TASK -> According to the passage on the chief of naval operations, who performs the CNO's duties when the office is vacant, unless the president directs otherwise?

SUPPLIED PASSAGE ->
+ + + +

|Chief of Naval Operations|
|United States Navy|
Office of the Chief of Naval Operations
|Member of||Joint Chiefs of Staff|
|Reports to||Secretary of the Navy|
with Senate advice and consent
|Term length||4 years|
Renewable one time, only during war or national emergency
|Constituting instrument||10 U.S.C. § 8033|
|Precursor||Aide for Naval Operations|
|Formation||11 May 1915|
|First holder||ADM William S. Benson|
|Deputy||Vice Chief of Naval Operations|
The chief of naval operations (CNO) is the professional head of the United States Navy. The position is a statutory office (10 U.S.C. § 8033) held by an admiral who is a military adviser and deputy to the secretary of the Navy. In a separate capacity as a member of the Joint Chiefs of Staff (10 U.S.C. § 151), the CNO is a military adviser to the National Security Council, the Homeland Security Council, the secretary of defense, and the president. The current chief of naval operations is Admiral Michael M. Gilday.
Despite the title, the CNO does not have operational command authority over naval forces. The CNO is an administrative position based in the Pentagon, and exercises supervision of Navy organizations as the designee of the secretary of the Navy. Operational command of naval forces falls within the purview of the combatant commanders who report to the secretary of defense.
The chief of naval operations (CNO) is typically the highest-ranking officer on active duty in the U.S. Navy unless the chairman and/or the vice chairman of the Joint Chiefs of Staff are naval officers. The CNO is nominated for appointment by the president, for a four-year term of office, and must be confirmed by the Senate. A requirement for being Chief of Naval Operations is having significant experience in joint duty assignments, which includes at least one full tour of duty in a joint duty assignment as a flag officer. However, the president may waive those requirements if he determines that appointing the officer is necessary for the national interest. The chief can be reappointed to serve one additional term, but only during times of war or national emergency declared by Congress. By statute, the CNO is appointed as a four-star admiral.
As per 10 U.S.C. § 8035, whenever there is a vacancy for the chief of naval operations or during the absence or disability of the chief of naval operations, and unless the president directs otherwise, the vice chief of naval operations performs the duties of the chief of naval operations until a successor is appointed or the absence or disability ceases.
The CNO also performs all other functions prescribed under 10 U.S.C. § 8033, such as presiding over the Office of the Chief of Naval Operations (OPNAV), exercising supervision of Navy organizations, and other duties assigned by the secretary or higher lawful authority, or the CNO delegates those duties and responsibilities to other officers in OPNAV or in organizations below.
Acting for the secretary of the Navy, the CNO also designates naval personnel and naval forces available to the commanders of unified combatant commands, subject to the approval of the secretary of defense.

+ + + +

MATERIAL PROVIDED ->
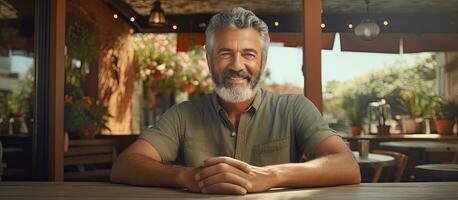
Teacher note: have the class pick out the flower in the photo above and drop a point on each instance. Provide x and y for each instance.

+ + + +

PROBLEM SOLUTION -> The vice chief of naval operations.